ÉNONCÉ DE L'EXERCICE A: Recopiez fidèlement le passage de l'entretien sur la vie intérieure qui s'ouvre sur les mots contenant « Comment pourrais-tu expliquer » et se clôt sur « plus féminine ? ».
ÉNONCÉ DE L'EXERCICE B: Traduisez en anglais la phrase suivante, tirée de l'entretien sur la vie intérieure : « Et un mur, ça oblige à arrêter de courir ! »
··· EXTRAIT À LIRE ···
Comment pourrais-tu expliquer en quoi l’introspection, ou ta vie intérieure, nourrit ta vie professionnelle ?
« Ca m’apporte avant tout du recul et de l’acceptation. Je ne suis définitivement pas un Superman qui transforme le monde, et j’ai encore moins le pouvoir de transformer les gens.
Ca me permet d’être plus juste dans ce que je suis, dans mes forces, et dans mes doutes. Et aussi une écoute et une prise en compte plus sincère de l’autre.
Maintenant je manage plus au ressenti. Dans ces jobs à dépense énergétique énorme, ça me permet d’être attentif à l’énergie générée par telle ou telle situation : une énergie d’action, plus masculine ? ou de relation, de réflexion, plus féminine ?
Comment en es-tu arrivé à cela ?
J’ai connu trois grandes phases :
- D’abord, tout semblait parfait ! J’avais tout ce qui fallait, j’étais bien dans le moule, j’ai galopé et gravi mon Everest… C’était la première partie de ma vie, celle dont Jung dit que tu gravis les échelons d’une échelle, qui est posée sur le mauvais mur…
- De fait, je me suis pris un mur, celui de l’échec de la cohérence. Et un mur, ça oblige à arrêter de courir ! J’étais coincé dans une spirale négative, je ressentais l’incohérence entre ce que je disais et ce que je faisais, mes résultats se dégradaient, et mon corps compensait quand je me racontais encore des histoires.
··· LIGNES DE DONNÉES ···
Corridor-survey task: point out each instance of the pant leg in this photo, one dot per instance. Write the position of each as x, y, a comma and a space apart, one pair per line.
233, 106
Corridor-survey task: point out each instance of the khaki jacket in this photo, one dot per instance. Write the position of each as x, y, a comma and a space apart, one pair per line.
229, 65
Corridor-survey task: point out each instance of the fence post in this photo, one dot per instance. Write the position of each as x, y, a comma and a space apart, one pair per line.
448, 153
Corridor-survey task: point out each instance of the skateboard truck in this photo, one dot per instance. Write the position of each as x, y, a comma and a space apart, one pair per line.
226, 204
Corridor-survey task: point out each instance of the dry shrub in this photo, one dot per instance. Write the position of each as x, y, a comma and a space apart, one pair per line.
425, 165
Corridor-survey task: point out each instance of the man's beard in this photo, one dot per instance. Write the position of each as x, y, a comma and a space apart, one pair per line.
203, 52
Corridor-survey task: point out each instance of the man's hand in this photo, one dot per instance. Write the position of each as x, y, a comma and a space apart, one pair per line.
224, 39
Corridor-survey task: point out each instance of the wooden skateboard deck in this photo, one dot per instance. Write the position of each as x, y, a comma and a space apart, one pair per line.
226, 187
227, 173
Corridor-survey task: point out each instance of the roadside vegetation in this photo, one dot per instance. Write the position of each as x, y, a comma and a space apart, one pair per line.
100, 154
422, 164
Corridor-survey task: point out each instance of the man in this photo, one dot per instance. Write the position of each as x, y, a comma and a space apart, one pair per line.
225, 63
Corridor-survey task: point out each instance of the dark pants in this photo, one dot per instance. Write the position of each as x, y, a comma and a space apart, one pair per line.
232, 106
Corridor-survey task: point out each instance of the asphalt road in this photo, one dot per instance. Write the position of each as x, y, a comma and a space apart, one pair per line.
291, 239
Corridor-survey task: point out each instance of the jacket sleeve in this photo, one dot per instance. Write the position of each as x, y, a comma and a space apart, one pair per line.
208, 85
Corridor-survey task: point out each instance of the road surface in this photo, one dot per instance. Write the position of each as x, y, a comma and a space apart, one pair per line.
···
··· LIGNES DE DONNÉES ···
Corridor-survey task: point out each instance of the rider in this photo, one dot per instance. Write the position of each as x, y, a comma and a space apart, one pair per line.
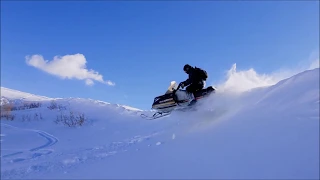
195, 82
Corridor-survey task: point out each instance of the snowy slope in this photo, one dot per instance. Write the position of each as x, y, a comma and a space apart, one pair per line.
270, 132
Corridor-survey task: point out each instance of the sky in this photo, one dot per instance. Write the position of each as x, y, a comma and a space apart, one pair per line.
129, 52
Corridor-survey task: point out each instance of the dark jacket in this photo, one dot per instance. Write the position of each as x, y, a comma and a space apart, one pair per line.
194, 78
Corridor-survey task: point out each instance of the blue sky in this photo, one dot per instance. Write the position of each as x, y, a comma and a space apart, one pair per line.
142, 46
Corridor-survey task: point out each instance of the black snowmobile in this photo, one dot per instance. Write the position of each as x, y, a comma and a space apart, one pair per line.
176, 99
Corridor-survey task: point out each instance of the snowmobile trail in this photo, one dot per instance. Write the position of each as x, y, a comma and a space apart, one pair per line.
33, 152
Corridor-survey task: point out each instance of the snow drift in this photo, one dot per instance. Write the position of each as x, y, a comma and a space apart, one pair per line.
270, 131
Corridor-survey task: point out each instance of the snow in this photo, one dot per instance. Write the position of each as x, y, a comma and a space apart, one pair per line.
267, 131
···
··· LIGNES DE DONNÉES ···
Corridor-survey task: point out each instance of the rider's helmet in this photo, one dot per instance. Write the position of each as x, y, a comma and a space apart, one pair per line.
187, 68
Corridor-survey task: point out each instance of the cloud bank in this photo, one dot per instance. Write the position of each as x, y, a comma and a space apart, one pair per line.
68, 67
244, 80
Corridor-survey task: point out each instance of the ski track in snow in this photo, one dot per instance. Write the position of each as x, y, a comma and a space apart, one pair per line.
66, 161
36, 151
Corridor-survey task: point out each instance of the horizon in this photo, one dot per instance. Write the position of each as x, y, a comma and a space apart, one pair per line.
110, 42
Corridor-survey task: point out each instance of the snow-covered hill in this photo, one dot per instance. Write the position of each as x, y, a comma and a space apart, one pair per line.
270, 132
···
CORRIGÉ A:
Comment pourrais-tu expliquer en quoi l’introspection, ou ta vie intérieure, nourrit ta vie professionnelle ?
« Ca m’apporte avant tout du recul et de l’acceptation. Je ne suis définitivement pas un Superman qui transforme le monde, et j’ai encore moins le pouvoir de transformer les gens.
Ca me permet d’être plus juste dans ce que je suis, dans mes forces, et dans mes doutes. Et aussi une écoute et une prise en compte plus sincère de l’autre.
Maintenant je manage plus au ressenti. Dans ces jobs à dépense énergétique énorme, ça me permet d’être attentif à l’énergie générée par telle ou telle situation : une énergie d’action, plus masculine ? ou de relation, de réflexion, plus féminine ?

CORRIGÉ B: And a wall forces you to stop running!